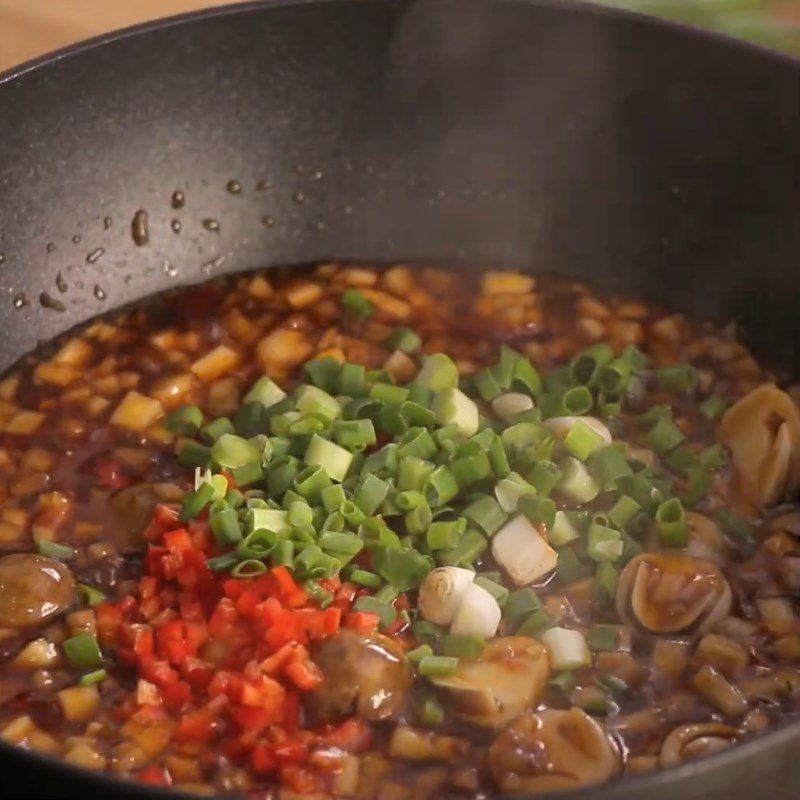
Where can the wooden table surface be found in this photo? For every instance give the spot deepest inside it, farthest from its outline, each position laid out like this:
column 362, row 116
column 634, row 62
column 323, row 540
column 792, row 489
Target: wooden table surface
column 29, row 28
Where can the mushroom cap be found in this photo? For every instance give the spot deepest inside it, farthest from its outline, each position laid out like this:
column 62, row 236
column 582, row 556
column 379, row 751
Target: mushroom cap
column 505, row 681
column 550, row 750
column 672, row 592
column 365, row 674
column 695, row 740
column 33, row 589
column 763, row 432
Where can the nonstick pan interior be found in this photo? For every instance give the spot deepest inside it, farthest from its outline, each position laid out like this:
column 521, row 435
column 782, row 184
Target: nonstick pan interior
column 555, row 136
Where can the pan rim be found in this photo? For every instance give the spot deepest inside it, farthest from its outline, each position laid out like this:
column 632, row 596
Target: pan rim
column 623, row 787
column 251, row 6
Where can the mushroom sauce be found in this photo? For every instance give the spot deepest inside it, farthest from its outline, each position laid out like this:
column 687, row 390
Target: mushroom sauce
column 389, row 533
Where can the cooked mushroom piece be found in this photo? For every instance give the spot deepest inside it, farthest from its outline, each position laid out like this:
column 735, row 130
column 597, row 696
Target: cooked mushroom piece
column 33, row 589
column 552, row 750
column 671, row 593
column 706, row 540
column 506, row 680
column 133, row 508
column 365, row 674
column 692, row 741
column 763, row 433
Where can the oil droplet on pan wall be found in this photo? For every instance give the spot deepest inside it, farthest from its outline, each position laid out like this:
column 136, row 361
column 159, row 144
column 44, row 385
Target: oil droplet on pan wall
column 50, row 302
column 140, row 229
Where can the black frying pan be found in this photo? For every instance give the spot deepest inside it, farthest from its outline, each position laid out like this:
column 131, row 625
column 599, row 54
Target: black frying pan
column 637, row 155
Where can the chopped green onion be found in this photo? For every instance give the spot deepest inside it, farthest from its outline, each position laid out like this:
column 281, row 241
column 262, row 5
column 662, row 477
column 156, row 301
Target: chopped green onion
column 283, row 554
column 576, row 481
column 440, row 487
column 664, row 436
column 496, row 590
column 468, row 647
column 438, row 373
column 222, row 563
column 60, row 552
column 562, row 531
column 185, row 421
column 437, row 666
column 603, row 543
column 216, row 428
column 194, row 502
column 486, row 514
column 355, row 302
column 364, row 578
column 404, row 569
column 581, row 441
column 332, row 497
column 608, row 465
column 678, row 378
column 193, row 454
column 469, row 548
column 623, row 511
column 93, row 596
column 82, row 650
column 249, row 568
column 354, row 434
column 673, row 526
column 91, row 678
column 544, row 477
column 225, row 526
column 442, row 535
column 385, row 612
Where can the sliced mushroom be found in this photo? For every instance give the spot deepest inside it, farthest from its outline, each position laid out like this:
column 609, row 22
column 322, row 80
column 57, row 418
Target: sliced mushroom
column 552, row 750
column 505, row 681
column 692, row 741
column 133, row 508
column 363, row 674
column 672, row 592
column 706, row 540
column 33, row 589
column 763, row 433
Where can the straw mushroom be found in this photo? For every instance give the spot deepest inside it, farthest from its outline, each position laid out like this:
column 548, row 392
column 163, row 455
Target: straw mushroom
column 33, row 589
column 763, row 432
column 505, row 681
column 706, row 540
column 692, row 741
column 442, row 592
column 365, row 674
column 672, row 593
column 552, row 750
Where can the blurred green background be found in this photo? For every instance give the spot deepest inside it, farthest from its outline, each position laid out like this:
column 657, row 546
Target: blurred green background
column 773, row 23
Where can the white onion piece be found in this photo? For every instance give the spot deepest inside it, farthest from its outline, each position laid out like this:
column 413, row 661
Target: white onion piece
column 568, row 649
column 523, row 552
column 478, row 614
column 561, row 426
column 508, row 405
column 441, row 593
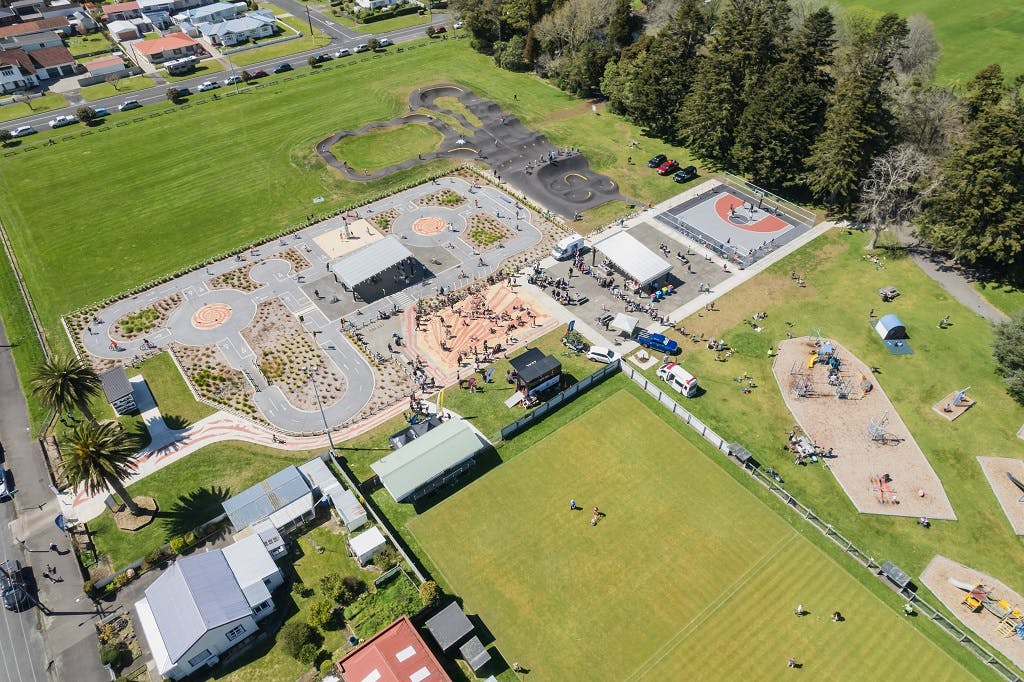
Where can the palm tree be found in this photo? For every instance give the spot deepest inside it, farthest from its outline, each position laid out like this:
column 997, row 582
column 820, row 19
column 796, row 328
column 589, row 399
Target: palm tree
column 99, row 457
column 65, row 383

_____

WORK TO COMPLETE:
What you give back should be only the lines of the records above, starting at the line with "column 599, row 54" and ending at the line with "column 156, row 301", restated word for word.

RESPONSE TO THE EXERCISE:
column 599, row 54
Target: black frying pan
column 637, row 155
Where can the chopped green onion be found in this photo? For every instance give the spot deepest inside it, farthest from its outline, each position laid out like this:
column 281, row 241
column 262, row 5
column 662, row 477
column 156, row 301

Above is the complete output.